| Textauszug |
.....

Auch bei Bayern Lahms Nachfolger
Sprich: Kimmichs Zukunft beim FC Bayern liegt rechts in der Viererkette. Er wird, wie auch von Bayerns Präsident Uli Hoeneß und Vorstandsboss Karl-Heinz Rummenigge gewünscht, in der kommenden Saison der Nachfolger von Philipp Lahm beim Rekordmeister.
Bei der Nationalmannschaft ist er das ja schon längst. Gerade mal ein Spiel im Adler-Trikot hatte Kimmich 2016 absolviert, ehe die EM in Frankreich losging. Dort kamen noch vier dazu. Seitdem noch einmal zehn, fast alle auf Lahms alter Rechtsverteidigerposition. Nun, vor Beginn des Confed Cups, in den Deutschland am Montag mit dem Spiel gegen Australien(17 Uhr/ZDF) einsteigt, gehört Kimmich in einer Mannschaft, in der 16 von 21 Spielern 25 Jahre oder jünger sind, schon zu den Routiniers in der jungen Rasselbande von Bundestrainer Joachim Löw. Und das mit 22 Jahren!

.....

Führe den Text über Kimmich als Lahms Nachfolger im Anschluss an seinen letzten Satz fort. Das Material spielt hierfür keine Rolle.

Sammlungseinträge:
.....

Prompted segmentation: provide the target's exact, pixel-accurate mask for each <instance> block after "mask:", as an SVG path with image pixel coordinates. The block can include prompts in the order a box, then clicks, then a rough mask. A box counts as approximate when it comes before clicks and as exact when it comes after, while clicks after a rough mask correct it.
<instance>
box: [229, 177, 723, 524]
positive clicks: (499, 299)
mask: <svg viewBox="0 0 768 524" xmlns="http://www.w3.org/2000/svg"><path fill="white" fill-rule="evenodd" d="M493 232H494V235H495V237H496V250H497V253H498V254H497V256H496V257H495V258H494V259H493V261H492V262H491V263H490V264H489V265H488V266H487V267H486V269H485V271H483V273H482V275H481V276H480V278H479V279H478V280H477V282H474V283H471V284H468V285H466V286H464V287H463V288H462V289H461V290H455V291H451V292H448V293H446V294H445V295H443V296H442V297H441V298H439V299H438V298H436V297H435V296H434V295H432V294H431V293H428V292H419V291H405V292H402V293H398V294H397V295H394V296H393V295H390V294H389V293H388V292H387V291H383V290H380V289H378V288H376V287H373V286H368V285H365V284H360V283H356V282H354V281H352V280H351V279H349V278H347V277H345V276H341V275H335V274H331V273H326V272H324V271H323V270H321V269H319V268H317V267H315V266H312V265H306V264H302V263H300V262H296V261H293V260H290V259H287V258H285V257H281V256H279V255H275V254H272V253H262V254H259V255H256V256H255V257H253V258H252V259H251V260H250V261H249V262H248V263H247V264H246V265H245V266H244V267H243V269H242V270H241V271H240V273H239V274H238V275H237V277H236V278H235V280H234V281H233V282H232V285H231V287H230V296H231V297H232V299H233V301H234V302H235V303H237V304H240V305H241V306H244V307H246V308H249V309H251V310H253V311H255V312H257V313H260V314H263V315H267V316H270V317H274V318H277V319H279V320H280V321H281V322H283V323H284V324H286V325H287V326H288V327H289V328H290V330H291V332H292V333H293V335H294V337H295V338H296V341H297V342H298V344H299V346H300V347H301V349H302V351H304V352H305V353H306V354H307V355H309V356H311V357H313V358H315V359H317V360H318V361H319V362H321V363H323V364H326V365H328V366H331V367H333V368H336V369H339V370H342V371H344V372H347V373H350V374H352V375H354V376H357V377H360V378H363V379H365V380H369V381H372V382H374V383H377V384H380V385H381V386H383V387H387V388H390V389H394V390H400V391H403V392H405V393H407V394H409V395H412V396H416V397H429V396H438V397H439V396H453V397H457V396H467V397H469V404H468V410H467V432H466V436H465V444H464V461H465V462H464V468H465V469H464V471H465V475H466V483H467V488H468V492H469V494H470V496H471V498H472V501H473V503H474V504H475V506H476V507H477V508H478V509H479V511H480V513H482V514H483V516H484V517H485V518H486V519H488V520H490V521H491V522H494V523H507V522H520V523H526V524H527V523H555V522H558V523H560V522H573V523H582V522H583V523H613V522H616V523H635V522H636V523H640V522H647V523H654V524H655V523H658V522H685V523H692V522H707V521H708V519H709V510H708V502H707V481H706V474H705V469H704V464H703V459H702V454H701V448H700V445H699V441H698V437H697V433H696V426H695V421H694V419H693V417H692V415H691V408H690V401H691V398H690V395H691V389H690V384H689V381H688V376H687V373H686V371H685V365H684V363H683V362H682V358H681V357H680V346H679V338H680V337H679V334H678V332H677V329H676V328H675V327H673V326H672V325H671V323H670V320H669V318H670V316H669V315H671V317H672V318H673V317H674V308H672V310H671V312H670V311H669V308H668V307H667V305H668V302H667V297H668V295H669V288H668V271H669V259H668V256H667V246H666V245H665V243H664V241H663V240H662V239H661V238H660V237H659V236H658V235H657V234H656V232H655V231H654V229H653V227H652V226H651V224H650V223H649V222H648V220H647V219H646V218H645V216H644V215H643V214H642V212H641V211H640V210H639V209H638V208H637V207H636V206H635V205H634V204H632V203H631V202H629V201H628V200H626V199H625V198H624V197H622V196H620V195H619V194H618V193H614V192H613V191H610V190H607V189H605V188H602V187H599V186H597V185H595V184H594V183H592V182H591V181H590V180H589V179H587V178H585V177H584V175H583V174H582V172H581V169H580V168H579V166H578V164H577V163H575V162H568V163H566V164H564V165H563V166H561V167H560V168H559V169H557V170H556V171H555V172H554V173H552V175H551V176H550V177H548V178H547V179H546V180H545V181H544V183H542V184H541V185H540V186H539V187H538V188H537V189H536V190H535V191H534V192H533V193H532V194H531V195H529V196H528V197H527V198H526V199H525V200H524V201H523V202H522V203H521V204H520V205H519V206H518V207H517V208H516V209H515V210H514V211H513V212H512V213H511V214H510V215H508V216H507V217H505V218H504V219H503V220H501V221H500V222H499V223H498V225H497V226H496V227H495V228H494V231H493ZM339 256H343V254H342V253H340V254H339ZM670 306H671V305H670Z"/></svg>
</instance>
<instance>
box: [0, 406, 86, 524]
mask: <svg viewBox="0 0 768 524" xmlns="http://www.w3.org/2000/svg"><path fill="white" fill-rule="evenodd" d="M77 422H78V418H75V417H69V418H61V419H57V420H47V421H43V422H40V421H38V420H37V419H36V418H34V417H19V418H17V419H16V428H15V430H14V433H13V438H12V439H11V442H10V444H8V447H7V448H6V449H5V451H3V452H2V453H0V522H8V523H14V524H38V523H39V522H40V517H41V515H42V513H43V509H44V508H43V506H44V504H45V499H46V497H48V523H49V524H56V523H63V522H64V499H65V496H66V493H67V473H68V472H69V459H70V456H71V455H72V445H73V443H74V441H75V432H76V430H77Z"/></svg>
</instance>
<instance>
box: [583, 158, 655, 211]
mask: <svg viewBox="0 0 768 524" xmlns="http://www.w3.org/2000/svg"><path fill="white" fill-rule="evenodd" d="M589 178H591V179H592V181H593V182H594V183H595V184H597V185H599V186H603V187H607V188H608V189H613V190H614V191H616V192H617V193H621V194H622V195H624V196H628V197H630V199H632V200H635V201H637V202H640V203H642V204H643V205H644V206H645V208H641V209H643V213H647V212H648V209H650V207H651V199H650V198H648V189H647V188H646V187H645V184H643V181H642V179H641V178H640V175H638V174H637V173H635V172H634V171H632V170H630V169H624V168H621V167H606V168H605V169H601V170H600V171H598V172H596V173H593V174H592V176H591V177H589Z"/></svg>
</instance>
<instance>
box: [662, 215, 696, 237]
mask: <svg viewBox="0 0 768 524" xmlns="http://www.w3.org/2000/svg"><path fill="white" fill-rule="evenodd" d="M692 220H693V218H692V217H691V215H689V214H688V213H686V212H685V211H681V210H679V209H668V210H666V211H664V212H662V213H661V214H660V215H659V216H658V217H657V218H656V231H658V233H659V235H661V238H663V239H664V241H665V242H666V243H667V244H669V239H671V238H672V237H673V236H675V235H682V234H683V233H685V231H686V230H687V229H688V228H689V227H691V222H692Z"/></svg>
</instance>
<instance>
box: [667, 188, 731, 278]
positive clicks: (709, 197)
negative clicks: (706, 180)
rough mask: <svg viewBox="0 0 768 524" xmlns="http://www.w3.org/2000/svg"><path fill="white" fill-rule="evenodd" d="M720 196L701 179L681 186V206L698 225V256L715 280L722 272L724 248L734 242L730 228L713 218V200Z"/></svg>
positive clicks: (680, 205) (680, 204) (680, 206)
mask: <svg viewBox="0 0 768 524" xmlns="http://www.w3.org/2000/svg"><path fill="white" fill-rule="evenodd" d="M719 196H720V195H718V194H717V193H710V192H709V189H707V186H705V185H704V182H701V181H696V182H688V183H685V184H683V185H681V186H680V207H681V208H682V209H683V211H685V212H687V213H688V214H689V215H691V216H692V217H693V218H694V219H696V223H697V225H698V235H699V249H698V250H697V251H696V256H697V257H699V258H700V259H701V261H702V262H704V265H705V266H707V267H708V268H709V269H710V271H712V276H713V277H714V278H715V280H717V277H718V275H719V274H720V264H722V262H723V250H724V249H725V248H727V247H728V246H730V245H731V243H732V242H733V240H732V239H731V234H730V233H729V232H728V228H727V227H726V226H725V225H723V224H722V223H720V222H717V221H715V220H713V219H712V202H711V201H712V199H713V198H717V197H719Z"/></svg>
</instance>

.....

| Ergebnis |
„Für jeden ist das hier eine super Möglichkeit, sich zu zeigen. Länderspiele für Deutschland sind immer eine Riesenehre“, sagte er am Freitag während der ersten Pressekonferenz der Nationalmannschaft in Russland, „wir bekommen mit jedem Training, mit jedem Spiel Sicherheit und können Automatismen umsetzen.“Diplomatie beherrscht er auch schon wie ein alter Hase. Und auch ein paar launige Floskeln, um die TurnierGastgeber glücklich zu machen: „Ich kann nicht so gut Russisch, ein paar Wörter – aber das ist nichts, was man auf der PK sagen sollte“, sagte er.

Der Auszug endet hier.